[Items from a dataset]
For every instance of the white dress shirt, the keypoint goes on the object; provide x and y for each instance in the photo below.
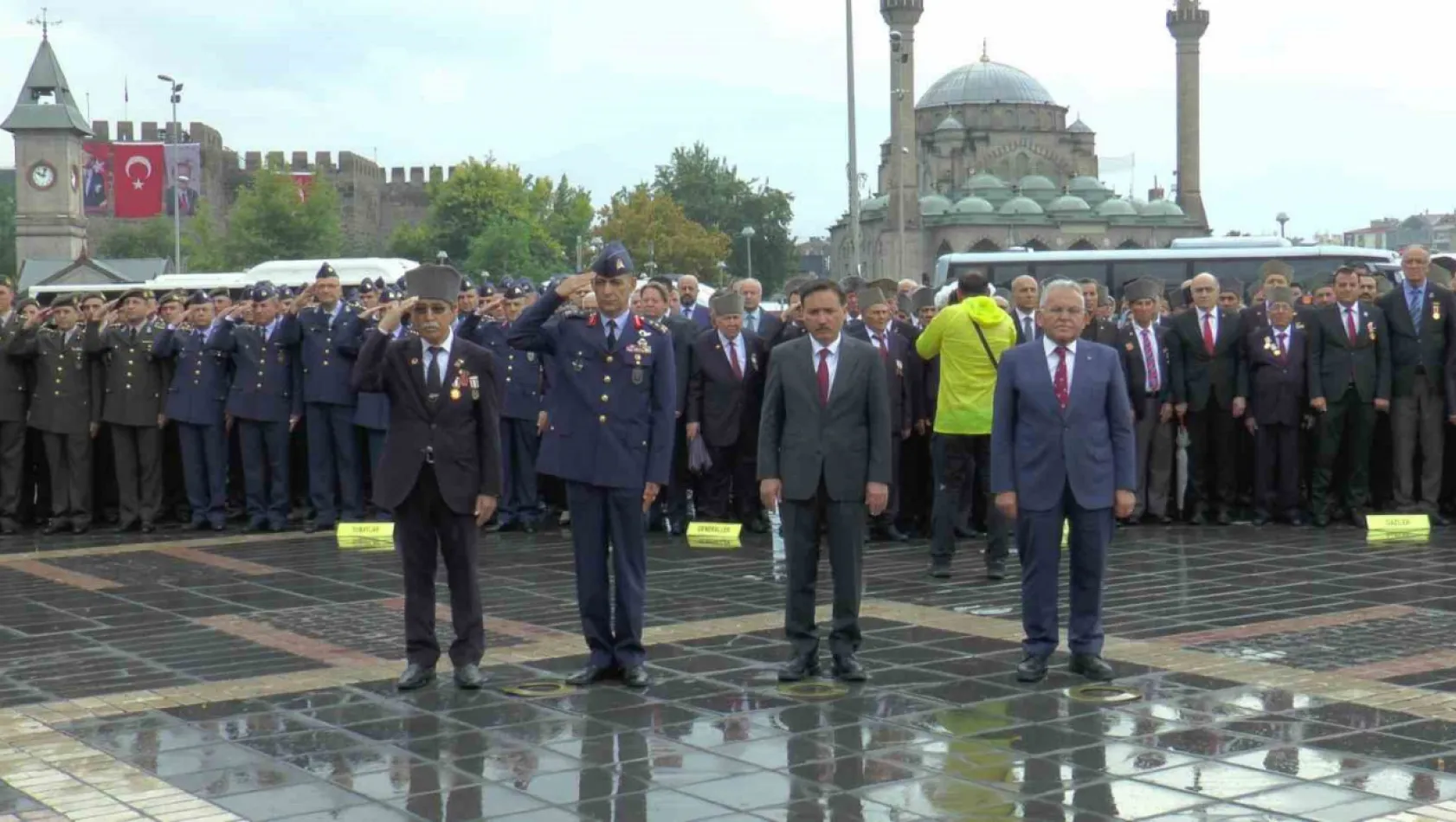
(736, 351)
(1052, 360)
(833, 358)
(443, 356)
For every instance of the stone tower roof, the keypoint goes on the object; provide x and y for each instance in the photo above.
(45, 100)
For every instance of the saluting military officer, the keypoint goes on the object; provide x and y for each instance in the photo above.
(265, 399)
(331, 335)
(196, 401)
(13, 401)
(610, 438)
(132, 406)
(66, 409)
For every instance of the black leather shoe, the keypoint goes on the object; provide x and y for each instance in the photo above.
(636, 677)
(469, 677)
(416, 677)
(1031, 670)
(590, 674)
(849, 670)
(1092, 666)
(798, 670)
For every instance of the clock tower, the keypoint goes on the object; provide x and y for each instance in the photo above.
(50, 217)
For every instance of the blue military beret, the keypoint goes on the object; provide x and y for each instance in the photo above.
(613, 260)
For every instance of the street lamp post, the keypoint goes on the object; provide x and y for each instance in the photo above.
(747, 234)
(175, 132)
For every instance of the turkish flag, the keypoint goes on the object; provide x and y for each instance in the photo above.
(139, 173)
(303, 181)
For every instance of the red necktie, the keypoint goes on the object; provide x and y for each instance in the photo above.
(732, 361)
(1150, 360)
(823, 376)
(1059, 383)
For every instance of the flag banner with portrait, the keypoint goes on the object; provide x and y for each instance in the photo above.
(139, 172)
(185, 162)
(303, 181)
(96, 177)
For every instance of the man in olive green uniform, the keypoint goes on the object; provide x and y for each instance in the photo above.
(66, 409)
(132, 406)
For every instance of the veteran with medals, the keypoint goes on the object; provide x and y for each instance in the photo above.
(440, 473)
(610, 438)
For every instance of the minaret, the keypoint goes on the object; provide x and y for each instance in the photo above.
(50, 217)
(1187, 22)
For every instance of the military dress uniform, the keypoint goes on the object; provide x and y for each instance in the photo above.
(66, 403)
(265, 396)
(13, 401)
(132, 406)
(196, 403)
(328, 350)
(610, 433)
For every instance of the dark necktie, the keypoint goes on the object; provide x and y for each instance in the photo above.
(433, 377)
(823, 376)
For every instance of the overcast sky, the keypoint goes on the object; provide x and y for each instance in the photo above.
(1331, 119)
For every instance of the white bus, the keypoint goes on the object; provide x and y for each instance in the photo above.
(1114, 268)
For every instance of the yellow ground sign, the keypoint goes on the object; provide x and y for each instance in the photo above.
(714, 534)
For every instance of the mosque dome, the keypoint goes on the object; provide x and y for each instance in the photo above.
(934, 204)
(984, 82)
(973, 205)
(1021, 207)
(1116, 207)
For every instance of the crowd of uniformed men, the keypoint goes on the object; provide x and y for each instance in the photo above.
(1254, 401)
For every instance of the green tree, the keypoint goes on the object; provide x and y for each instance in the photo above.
(271, 222)
(712, 194)
(204, 247)
(136, 239)
(644, 220)
(9, 267)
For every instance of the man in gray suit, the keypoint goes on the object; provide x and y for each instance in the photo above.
(824, 456)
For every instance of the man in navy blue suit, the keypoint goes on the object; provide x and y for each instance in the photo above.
(1063, 452)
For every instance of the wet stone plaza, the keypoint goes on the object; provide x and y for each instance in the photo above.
(1272, 674)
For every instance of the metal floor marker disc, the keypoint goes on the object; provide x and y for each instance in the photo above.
(1104, 694)
(540, 689)
(813, 690)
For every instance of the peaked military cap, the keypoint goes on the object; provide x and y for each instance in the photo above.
(1142, 290)
(613, 260)
(924, 299)
(725, 303)
(1279, 294)
(433, 283)
(869, 297)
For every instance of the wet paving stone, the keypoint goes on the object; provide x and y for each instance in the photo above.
(943, 730)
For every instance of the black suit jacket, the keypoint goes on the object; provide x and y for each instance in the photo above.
(1135, 369)
(1336, 361)
(1200, 377)
(1428, 350)
(901, 379)
(724, 406)
(463, 435)
(1277, 380)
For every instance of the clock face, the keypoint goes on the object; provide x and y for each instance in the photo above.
(42, 175)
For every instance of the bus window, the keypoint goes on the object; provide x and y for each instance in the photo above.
(1168, 271)
(1073, 271)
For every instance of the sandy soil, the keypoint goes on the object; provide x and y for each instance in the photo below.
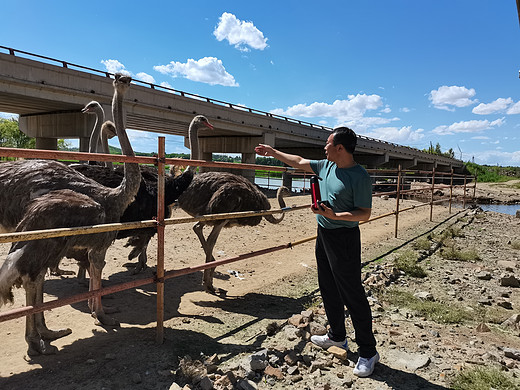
(259, 290)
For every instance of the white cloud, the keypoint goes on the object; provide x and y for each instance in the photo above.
(7, 115)
(514, 109)
(114, 66)
(207, 70)
(497, 157)
(239, 33)
(497, 106)
(445, 96)
(354, 107)
(145, 77)
(468, 127)
(401, 135)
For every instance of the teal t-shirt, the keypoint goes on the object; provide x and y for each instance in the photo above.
(346, 189)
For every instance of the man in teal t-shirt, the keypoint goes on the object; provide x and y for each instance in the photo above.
(347, 189)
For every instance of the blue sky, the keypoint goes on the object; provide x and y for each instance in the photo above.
(410, 72)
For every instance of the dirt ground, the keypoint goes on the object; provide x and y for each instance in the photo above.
(260, 290)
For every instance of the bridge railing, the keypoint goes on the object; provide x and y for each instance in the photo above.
(68, 65)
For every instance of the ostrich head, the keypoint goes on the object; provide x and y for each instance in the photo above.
(92, 108)
(121, 83)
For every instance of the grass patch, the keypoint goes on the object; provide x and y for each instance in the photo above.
(421, 244)
(407, 262)
(450, 252)
(436, 311)
(515, 244)
(484, 378)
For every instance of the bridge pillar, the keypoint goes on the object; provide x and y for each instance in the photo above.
(248, 158)
(49, 127)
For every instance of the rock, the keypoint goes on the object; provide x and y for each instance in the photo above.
(424, 296)
(307, 315)
(340, 353)
(483, 275)
(483, 328)
(295, 320)
(509, 281)
(274, 372)
(407, 361)
(246, 384)
(291, 332)
(206, 384)
(512, 353)
(512, 322)
(317, 329)
(291, 358)
(506, 305)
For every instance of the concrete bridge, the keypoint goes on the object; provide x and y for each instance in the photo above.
(48, 95)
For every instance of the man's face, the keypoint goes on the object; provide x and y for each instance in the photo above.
(331, 150)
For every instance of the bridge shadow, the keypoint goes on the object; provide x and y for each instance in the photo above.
(398, 379)
(113, 360)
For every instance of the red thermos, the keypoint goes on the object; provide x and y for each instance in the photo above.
(315, 191)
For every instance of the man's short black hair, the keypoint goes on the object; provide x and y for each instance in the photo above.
(346, 137)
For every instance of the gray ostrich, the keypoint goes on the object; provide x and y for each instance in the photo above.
(41, 194)
(144, 207)
(222, 192)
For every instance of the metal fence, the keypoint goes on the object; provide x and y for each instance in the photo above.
(390, 183)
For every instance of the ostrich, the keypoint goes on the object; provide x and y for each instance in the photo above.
(144, 207)
(41, 194)
(222, 192)
(102, 131)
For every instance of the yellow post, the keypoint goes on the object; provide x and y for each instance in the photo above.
(160, 240)
(397, 196)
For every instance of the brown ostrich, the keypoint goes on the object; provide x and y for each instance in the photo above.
(144, 207)
(40, 194)
(222, 192)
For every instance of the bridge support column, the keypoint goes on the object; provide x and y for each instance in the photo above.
(248, 158)
(287, 180)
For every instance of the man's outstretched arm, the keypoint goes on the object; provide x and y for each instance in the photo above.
(292, 160)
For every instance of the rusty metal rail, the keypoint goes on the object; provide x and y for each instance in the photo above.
(160, 224)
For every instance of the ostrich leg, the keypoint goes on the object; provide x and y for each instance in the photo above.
(96, 307)
(37, 346)
(208, 245)
(39, 319)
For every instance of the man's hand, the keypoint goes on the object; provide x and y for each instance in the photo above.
(264, 150)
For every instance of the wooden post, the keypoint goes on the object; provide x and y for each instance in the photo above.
(451, 188)
(160, 241)
(464, 194)
(433, 189)
(397, 196)
(474, 188)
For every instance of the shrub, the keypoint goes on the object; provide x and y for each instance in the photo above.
(407, 262)
(484, 378)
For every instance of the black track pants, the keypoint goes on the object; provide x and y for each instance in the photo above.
(338, 256)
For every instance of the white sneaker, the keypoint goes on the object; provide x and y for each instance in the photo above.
(325, 342)
(365, 367)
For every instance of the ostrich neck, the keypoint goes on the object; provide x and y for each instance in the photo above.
(132, 177)
(94, 136)
(193, 139)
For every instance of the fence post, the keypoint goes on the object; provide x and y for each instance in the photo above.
(160, 241)
(451, 189)
(464, 194)
(474, 188)
(397, 196)
(433, 189)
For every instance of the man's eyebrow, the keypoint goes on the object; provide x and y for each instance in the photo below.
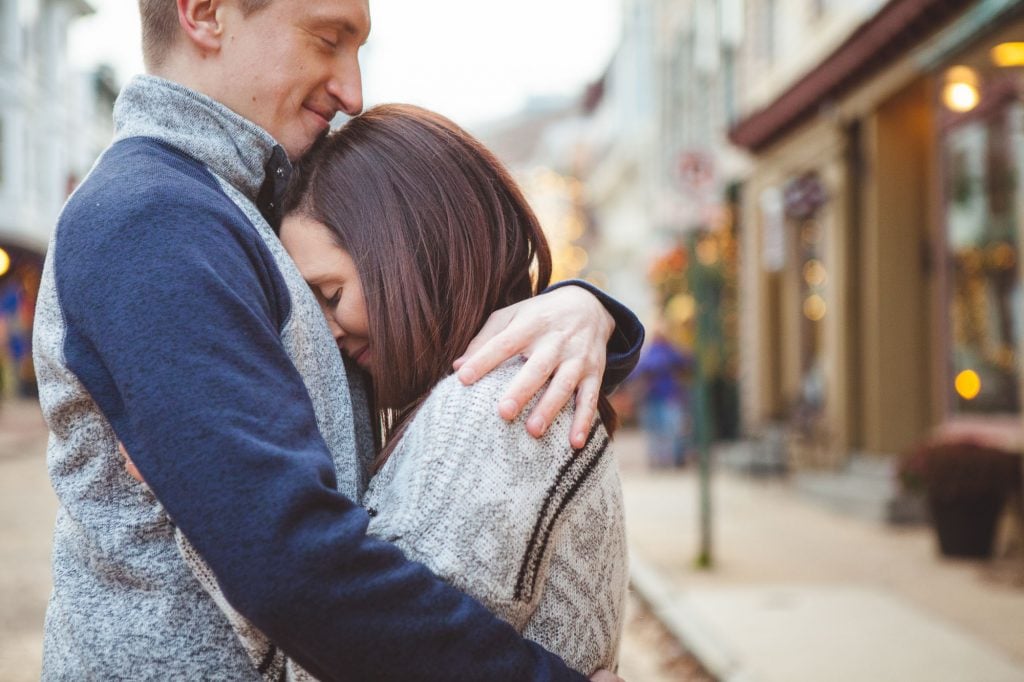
(345, 23)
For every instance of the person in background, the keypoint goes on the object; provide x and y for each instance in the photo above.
(412, 233)
(664, 400)
(170, 317)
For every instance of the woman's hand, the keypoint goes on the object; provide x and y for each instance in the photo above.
(129, 465)
(564, 336)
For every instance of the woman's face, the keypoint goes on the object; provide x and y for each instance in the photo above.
(331, 273)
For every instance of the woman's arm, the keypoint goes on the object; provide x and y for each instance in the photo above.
(581, 339)
(499, 514)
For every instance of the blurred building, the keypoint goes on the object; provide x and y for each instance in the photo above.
(54, 120)
(882, 278)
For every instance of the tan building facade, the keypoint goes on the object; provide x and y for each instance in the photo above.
(881, 272)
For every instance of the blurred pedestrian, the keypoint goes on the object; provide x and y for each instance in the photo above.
(171, 318)
(664, 400)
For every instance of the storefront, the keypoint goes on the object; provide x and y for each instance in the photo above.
(20, 270)
(980, 122)
(882, 281)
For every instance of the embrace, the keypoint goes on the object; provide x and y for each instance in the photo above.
(315, 411)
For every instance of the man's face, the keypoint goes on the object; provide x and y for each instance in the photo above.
(291, 67)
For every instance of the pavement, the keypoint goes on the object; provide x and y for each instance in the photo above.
(798, 592)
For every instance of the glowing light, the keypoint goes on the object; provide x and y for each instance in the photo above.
(815, 273)
(961, 97)
(708, 252)
(1008, 54)
(815, 307)
(961, 92)
(968, 384)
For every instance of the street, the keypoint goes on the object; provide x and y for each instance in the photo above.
(27, 512)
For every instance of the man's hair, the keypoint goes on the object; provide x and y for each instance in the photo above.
(440, 235)
(160, 26)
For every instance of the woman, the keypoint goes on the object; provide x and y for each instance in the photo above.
(411, 233)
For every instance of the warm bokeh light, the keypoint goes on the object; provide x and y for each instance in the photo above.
(815, 307)
(708, 251)
(968, 384)
(961, 92)
(1008, 54)
(815, 273)
(961, 97)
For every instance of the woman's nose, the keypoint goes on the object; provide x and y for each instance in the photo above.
(336, 331)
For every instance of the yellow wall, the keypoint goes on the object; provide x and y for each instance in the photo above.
(896, 339)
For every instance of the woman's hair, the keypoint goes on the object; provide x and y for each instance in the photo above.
(439, 232)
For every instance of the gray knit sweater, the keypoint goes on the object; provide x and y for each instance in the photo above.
(529, 527)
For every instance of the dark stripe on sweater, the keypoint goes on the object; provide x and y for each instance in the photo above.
(556, 496)
(267, 659)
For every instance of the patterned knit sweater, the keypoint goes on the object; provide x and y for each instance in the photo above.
(529, 527)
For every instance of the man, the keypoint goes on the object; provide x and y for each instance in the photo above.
(171, 318)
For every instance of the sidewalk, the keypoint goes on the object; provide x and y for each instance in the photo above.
(802, 594)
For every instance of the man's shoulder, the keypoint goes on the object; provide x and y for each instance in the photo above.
(142, 177)
(142, 189)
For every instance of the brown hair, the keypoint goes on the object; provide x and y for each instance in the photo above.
(160, 26)
(441, 238)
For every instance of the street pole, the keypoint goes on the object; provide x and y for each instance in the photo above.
(706, 286)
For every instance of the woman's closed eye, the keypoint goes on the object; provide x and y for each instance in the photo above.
(333, 300)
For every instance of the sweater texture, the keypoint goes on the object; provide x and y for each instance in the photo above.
(171, 318)
(530, 527)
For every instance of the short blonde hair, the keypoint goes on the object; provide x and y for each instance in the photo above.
(160, 26)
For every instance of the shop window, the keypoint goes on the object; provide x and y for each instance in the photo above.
(805, 200)
(982, 173)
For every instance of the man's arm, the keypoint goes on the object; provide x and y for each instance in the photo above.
(573, 334)
(173, 330)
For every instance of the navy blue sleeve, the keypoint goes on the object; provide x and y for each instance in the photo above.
(173, 310)
(624, 347)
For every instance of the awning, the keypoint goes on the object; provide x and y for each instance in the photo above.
(892, 32)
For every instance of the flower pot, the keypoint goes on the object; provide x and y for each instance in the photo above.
(966, 525)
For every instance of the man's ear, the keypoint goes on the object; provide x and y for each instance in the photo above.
(203, 23)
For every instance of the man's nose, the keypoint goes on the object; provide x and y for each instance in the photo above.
(346, 85)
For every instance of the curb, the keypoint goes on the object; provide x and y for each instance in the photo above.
(684, 623)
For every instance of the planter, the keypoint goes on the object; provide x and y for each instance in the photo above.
(966, 526)
(967, 483)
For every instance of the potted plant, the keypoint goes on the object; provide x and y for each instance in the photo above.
(967, 483)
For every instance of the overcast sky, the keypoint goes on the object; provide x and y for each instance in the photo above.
(470, 59)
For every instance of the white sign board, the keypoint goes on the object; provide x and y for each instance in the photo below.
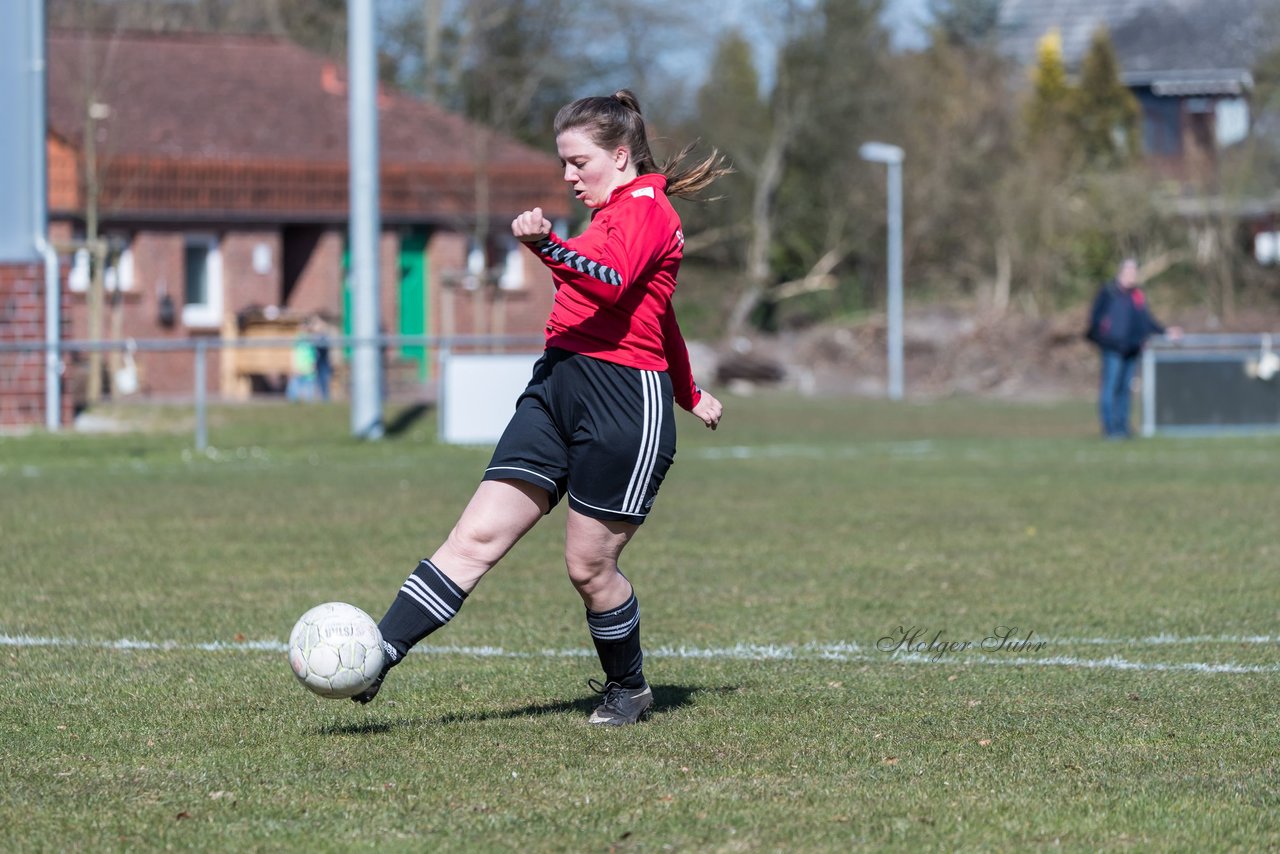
(479, 392)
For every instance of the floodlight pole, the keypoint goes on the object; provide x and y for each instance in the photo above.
(366, 382)
(37, 87)
(892, 156)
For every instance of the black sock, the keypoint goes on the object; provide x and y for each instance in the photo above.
(617, 640)
(426, 601)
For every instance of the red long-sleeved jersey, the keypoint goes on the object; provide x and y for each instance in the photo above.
(613, 286)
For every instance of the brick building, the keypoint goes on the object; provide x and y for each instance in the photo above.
(22, 319)
(222, 188)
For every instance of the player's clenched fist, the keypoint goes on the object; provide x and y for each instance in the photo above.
(531, 225)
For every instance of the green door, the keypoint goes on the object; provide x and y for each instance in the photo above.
(412, 296)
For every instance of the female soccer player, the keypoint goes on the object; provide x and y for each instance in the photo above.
(595, 424)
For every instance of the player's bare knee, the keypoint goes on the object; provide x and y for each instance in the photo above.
(476, 543)
(589, 574)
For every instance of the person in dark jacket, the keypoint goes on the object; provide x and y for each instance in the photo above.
(1120, 323)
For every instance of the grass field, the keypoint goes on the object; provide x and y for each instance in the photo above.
(784, 548)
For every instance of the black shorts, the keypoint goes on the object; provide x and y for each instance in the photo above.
(598, 433)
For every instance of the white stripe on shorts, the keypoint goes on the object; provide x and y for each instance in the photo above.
(650, 428)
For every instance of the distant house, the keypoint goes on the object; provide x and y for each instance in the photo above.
(222, 183)
(1185, 60)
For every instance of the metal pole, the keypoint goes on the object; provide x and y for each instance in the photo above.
(895, 281)
(40, 199)
(1148, 392)
(892, 156)
(366, 419)
(201, 397)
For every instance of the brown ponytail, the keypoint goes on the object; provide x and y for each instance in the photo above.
(616, 122)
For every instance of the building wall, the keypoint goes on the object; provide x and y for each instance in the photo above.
(457, 310)
(252, 260)
(22, 319)
(319, 284)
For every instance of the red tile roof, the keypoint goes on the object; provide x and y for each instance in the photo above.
(219, 96)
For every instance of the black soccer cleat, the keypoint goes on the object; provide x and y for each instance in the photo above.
(621, 706)
(392, 658)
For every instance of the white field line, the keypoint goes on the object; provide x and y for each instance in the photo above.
(839, 652)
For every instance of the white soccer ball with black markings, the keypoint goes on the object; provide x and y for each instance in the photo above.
(336, 649)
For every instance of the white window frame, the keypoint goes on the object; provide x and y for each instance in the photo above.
(208, 314)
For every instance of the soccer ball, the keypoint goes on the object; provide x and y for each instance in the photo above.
(336, 649)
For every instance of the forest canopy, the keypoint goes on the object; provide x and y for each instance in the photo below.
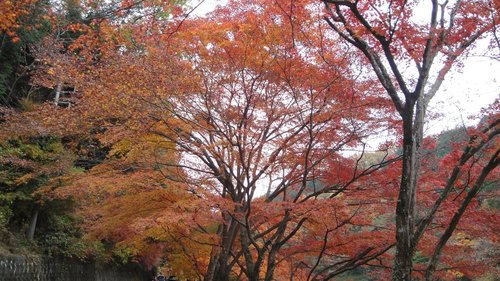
(264, 140)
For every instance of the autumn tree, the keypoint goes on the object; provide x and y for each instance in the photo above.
(259, 116)
(411, 58)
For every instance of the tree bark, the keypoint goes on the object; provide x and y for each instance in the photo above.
(33, 221)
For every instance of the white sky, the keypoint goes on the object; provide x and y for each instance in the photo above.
(463, 93)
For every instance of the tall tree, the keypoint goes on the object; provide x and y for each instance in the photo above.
(390, 36)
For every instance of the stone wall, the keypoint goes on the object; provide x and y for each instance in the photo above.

Task:
Please return, exactly and with pictures omitted, the lines from the line holding "For every instance of the white field" through the end of the data above, inclusive.

Reply to the task:
For every instance of the white field line, the keypoint goes on the object; provide x and y for each instance in the photo above.
(839, 652)
For every instance of the white soccer ball with black markings, the keypoint goes on the object; provide x and y for each instance in the photo above.
(336, 649)
For every instance of the white window frame, the keypoint goes on the object; provide x and y for each instance in the photo above.
(208, 314)
For every instance of the soccer ball, the keypoint goes on the object; provide x and y for each instance in the photo above.
(336, 649)
For every instance of the forest canopy, the keypoint goes on the object; provide x and y for each instance in the photo below.
(264, 140)
For every instance of the autumn tree, the keypoint goes on the object; provide x and y for each instance in the photo above.
(259, 116)
(411, 58)
For every instance of the tree bark, the keypoint goes on the object; provide x and y for each instance in the photo above.
(33, 221)
For every instance of the white sky, the keypoint goes on the object; provide x and y for each instance in the photo above.
(463, 93)
For every instance of the tall tree, the keypoint goes on the object; provide x and y for each instance in the photo above.
(390, 36)
For every instance of the stone wall, the keypoint goes on the object; provide x and y for each instance in the photo above.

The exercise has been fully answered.